> TRECHO DO TEXTO:
PARTE 02
O Jornal do Norte passou a ser um dos pontos de curiosidade coletiva dos moradores de Montes Claros. Sabiam o quanto aquele veículo de imprensa era competente e moderno, na arte de bem-informar.
Quem ali chegasse, encostando-se ao murinho baixo do casarão azul e branco da Matriz, já escutava barulho ininterrupto de máquinas de datilografia em sincronia desordenada de ação. As notícias estavam sendo produzidas em escala dinâmica.
Às primeiras horas do dia seguinte, os leitores teriam acesso ao fruto desse dedilhar fervoroso de notícias. As edições do Jornal do Norte não faziam pilha de descaso em nenhuma banca, esgotando-se rapidamente.
Os curiosos não paravam por aí, e por vezes adentravam na redação do jornal como quem não quer nada, na realidade ansiando por conhecer a mágica noticiosa em curso.

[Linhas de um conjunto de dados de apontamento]
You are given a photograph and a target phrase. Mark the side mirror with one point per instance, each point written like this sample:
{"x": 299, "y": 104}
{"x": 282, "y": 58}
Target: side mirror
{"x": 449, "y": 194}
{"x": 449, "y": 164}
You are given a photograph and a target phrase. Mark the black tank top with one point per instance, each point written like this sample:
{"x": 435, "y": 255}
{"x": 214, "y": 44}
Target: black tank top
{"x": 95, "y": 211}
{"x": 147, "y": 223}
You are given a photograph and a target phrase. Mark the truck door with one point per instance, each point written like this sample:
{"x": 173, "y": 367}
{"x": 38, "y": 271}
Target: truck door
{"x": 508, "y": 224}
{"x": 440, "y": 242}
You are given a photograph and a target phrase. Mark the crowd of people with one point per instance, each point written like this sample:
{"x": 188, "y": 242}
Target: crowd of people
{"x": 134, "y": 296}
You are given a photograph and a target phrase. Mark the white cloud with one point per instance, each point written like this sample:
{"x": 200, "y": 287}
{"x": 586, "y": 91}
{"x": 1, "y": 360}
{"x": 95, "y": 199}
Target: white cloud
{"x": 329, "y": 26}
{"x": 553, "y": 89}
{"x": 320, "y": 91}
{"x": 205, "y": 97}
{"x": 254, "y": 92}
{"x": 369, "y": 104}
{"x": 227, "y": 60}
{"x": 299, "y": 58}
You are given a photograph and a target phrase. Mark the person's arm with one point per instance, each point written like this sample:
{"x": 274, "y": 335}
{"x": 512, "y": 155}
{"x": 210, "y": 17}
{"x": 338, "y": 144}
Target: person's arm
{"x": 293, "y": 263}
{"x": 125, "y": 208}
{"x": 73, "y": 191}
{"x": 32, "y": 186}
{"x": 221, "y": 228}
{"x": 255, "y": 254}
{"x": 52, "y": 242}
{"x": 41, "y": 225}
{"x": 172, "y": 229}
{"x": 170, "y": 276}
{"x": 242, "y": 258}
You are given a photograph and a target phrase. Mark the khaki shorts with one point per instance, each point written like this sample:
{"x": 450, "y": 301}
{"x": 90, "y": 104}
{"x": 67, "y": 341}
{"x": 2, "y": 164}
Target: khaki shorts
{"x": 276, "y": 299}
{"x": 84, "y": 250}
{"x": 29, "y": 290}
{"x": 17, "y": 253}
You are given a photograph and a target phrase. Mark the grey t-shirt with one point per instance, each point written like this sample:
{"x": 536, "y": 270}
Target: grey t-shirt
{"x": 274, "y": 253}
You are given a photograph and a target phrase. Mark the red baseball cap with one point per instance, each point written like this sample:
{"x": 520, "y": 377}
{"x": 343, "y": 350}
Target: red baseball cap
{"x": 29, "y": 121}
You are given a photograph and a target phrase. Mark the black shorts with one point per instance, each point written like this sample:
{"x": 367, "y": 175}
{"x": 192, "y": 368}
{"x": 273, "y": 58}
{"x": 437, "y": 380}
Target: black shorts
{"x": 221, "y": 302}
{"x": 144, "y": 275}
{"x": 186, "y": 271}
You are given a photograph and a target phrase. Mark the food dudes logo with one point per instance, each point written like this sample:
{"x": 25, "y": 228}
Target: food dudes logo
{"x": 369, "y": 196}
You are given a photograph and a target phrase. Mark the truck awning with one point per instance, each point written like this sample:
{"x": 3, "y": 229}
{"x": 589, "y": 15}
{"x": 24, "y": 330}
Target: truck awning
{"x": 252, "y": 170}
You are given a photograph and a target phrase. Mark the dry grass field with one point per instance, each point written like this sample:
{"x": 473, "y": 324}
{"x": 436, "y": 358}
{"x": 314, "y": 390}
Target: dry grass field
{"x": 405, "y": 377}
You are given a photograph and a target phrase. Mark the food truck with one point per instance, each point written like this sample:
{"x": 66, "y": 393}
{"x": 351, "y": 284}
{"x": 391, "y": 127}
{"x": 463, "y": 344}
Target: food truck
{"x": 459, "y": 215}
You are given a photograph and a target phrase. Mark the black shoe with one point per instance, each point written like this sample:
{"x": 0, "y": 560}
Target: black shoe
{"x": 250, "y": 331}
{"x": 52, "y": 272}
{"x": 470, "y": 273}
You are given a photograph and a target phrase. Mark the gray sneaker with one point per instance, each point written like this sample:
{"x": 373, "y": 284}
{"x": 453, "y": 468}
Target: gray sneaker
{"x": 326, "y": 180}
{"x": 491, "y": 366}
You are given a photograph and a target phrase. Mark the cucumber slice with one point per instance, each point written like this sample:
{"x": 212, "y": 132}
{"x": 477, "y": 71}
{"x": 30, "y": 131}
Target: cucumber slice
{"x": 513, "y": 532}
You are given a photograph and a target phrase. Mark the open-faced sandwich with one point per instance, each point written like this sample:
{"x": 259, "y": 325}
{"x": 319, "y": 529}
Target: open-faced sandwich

> INSTRUÇÕES DAS TAREFAS:
1 – Reproduza literalmente o texto sobre o Jornal do Norte, de "Quem ali chegasse, encostando-se" até "banca, esgotando-se rapidamente.", inclusive.
2 – Localize e copie todas as linhas que contêm a palavra "open", diferenciando maiúsculas de minúsculas.
O texto sobre o Jornal do Norte e as linhas não têm relação entre si.

> RESULTADOS EM ORDEM:
1 –
Quem ali chegasse, encostando-se ao murinho baixo do casarão azul e branco da Matriz, já escutava barulho ininterrupto de máquinas de datilografia em sincronia desordenada de ação. As notícias estavam sendo produzidas em escala dinâmica.
Às primeiras horas do dia seguinte, os leitores teriam acesso ao fruto desse dedilhar fervoroso de notícias. As edições do Jornal do Norte não faziam pilha de descaso em nenhuma banca, esgotando-se rapidamente.

2 –
You are given a photograph and a target phrase. Mark the open-faced sandwich with one point per instance, each point written like this sample:
Target: open-faced sandwich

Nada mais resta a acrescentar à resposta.